(PAGE EXTRACT Opens)

Vance Admitted Lying as an Adult
Vance's book acknowledges his lying, without remorse or responsibility
The Vance Files: This article is one of a series examining the early writings and record of vice presidential candidate Sen. JD Vance (R-OH). You can support TFN’s reporting with a paid subscription or one-time donation.
Sen. JD Vance (R-OH) is an admitted liar, according to his own book, which includes examples but slender indication of remorse or change.
With less than two years in public service, the running mate of former Pres. Donald Trump (an admitted and virtually unprecedented liar in politics) has been accused multiple times of lying just in the weeks since his nomination.
His best-selling memoir, “Hillbilly Elegy,” recounts multiple times Vance himself says that he lied as an adult and suggests there were more. Despite Vance’s claims of self-awareness and Christian faith, he never reconciles his lies with moral or religious imperatives not to lie.
What he lies about is himself. He lies about his background, his family, and whether he attends Yale. He even lies in the book itself.
“Hillbilly Elegy” was widely seen as a call for personal responsibility. In it, Vance writes that “hillbillies” often blame others for their failures, among which he counts a culture of dishonesty. Despite this, Vance does the very same thing, attributing his own dishonesty to perceived cultural conflicts in his life rather than to his own choices or character.
“I had lied,” he writes. “‘My mom is a nurse,’ I told them,” referring to his law-school friends. “But of course that wasn’t true anymore.”
Apparently, he lied in this manner for a while, recalling that over time, “I became less comfortable with the lies I told about my own past.” But he never says that was because lying is wrong.
Instead, Vance lost his shame about his childhood, understanding that he as a child had nothing to be ashamed of.
It was this lack of shame, rather than penitence for his dishonesty or remorse for deceiving people, that led him to stop lying to his friends. And he wanted them to appreciate the people he credited for his success. “I was concerned most of all that no one understood my grandparents’ outsize role in my life. … So maybe I just wanted to give credit where credit is due.”
Vance describes entirely understandable childhood lies told in horrific circumstances, when he was seeking to keep his abusive mother out of jail, for instance. But the lies he tells in his 20s — after college, after the Marines — have no such exigent circumstances.

(PAGE EXTRACT Closes)

■ **PROBLEMS TO SOLVE**:
A – In the article on JD Vance's admitted lying, what did Vance tell his law-school friends his mother did for work?
B – Pick up the article on JD Vance's admitted lying after its final sentence and keep writing it.

(DATA SHOWN Opens)

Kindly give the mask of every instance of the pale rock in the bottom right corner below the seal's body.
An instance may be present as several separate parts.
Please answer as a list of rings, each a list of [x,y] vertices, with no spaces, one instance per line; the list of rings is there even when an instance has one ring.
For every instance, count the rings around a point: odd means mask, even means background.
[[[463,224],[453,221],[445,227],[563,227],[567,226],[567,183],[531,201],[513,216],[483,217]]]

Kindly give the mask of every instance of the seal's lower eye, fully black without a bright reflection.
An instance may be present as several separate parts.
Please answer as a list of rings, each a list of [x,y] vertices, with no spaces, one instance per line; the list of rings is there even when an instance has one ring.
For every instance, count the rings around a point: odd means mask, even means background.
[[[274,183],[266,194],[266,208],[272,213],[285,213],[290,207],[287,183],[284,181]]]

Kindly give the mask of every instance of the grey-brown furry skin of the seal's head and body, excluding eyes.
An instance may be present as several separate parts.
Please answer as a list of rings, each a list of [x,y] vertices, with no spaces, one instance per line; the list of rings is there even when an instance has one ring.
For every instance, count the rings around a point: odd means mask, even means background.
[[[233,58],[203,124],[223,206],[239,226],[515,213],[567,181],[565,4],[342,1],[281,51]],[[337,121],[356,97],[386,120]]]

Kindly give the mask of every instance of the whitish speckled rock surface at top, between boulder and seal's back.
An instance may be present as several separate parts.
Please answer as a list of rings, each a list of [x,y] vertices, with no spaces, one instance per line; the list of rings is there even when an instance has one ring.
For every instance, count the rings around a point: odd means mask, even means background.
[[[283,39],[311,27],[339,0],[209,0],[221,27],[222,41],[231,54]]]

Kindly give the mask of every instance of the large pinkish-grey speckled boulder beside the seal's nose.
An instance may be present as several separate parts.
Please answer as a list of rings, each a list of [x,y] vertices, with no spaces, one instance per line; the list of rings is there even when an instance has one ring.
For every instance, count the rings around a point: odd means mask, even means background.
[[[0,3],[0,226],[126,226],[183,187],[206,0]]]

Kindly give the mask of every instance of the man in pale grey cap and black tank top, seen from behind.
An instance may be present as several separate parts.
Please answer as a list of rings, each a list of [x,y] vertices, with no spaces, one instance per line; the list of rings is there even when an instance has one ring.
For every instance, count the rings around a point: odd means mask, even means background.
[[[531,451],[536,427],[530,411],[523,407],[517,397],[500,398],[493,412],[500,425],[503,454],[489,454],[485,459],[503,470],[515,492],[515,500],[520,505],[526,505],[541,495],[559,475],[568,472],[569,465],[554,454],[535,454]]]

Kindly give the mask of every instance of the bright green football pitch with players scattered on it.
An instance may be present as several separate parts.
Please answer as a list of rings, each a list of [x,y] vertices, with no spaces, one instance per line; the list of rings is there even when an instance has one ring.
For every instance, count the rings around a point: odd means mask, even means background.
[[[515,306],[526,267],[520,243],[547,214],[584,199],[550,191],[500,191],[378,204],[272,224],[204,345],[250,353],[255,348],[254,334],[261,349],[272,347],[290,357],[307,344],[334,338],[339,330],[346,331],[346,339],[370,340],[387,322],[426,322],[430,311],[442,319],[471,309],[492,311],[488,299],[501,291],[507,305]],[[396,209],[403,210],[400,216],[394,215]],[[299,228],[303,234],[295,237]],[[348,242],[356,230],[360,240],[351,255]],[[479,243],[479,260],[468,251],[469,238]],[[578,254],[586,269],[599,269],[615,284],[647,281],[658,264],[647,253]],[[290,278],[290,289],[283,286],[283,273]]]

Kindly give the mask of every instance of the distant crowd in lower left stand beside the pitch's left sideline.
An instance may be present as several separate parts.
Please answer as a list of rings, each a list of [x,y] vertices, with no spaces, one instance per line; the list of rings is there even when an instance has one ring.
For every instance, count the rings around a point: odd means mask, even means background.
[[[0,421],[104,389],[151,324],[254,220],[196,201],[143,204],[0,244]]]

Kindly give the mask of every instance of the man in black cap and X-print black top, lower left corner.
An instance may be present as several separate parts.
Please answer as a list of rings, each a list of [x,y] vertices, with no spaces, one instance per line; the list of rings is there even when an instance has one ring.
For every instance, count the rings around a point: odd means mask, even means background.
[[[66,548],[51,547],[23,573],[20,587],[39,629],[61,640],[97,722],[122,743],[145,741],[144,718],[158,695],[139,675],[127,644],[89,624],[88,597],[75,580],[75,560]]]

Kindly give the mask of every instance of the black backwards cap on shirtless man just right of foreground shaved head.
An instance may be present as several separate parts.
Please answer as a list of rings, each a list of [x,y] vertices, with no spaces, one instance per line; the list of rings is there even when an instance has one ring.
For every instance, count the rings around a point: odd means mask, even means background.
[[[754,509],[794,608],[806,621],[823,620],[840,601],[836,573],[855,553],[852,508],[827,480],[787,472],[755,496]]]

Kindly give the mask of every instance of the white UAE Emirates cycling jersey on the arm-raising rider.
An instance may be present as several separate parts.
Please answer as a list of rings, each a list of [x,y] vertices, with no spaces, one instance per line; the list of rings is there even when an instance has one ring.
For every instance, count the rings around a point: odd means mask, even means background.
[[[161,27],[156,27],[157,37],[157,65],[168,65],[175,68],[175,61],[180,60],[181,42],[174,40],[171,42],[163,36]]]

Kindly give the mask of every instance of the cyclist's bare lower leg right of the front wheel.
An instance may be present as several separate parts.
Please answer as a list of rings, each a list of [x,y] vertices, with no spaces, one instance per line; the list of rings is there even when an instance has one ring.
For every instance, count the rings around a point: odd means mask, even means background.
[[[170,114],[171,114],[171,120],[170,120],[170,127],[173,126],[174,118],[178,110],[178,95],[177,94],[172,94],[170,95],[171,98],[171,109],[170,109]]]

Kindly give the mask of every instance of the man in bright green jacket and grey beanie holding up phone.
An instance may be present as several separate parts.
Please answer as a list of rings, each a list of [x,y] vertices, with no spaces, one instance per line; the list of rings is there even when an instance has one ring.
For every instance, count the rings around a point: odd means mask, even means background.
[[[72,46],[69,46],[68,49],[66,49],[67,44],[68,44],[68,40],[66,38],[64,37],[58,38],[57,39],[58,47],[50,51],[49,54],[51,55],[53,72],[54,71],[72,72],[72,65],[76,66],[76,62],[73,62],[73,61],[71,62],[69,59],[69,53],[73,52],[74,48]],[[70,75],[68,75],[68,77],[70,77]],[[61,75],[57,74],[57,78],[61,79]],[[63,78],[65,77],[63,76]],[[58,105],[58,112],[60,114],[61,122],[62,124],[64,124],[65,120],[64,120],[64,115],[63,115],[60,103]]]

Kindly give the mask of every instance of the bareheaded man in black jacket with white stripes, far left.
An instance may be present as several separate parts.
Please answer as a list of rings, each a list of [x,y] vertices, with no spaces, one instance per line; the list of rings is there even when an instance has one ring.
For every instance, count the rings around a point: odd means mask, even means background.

(DATA SHOWN Closes)

■ **ANSWERS PER TASK**:
A – He told them she was a nurse.

B –
In fact, his adult lies seem to arise in situations he himself creates with his actions or decisions about how to see things. One incident occurs at a gas station back home while he’s in law school, after a fellow customer strikes up a conversation.
I noticed that she wore a Yale T-shirt. “Did you go to Yale?” I asked. “No,” she replied, “but my nephew does. Do you?” I wasn’t sure what to say. It was stupid—her nephew went to school there, for Christ’s sake—but I was still uncomfortable admitting that I’d become an Ivy Leaguer. The moment she told me her nephew went to Yale, I had to choose: Was I a Yale Law student or was I a Middletown kid with hillbilly grandparents?
…
“No, I don’t go to Yale.”
It’s a strange scenario on its face. Vance himself raised the subject he says was fraught for him. Vance chose to see himself in essentialist terms (he didn’t just attend Yale, he became an Ivy Leaguer). And Vance imposed this mutual exclusivity, as if no human could reconcile a Middletown kid at Yale.
Vance’s reasoning for the lie doesn’t address any character flaw he might have. Instead, it’s premised on the conceit in his mind that Yale’s matter must never touch Appalachia’s anti-matter.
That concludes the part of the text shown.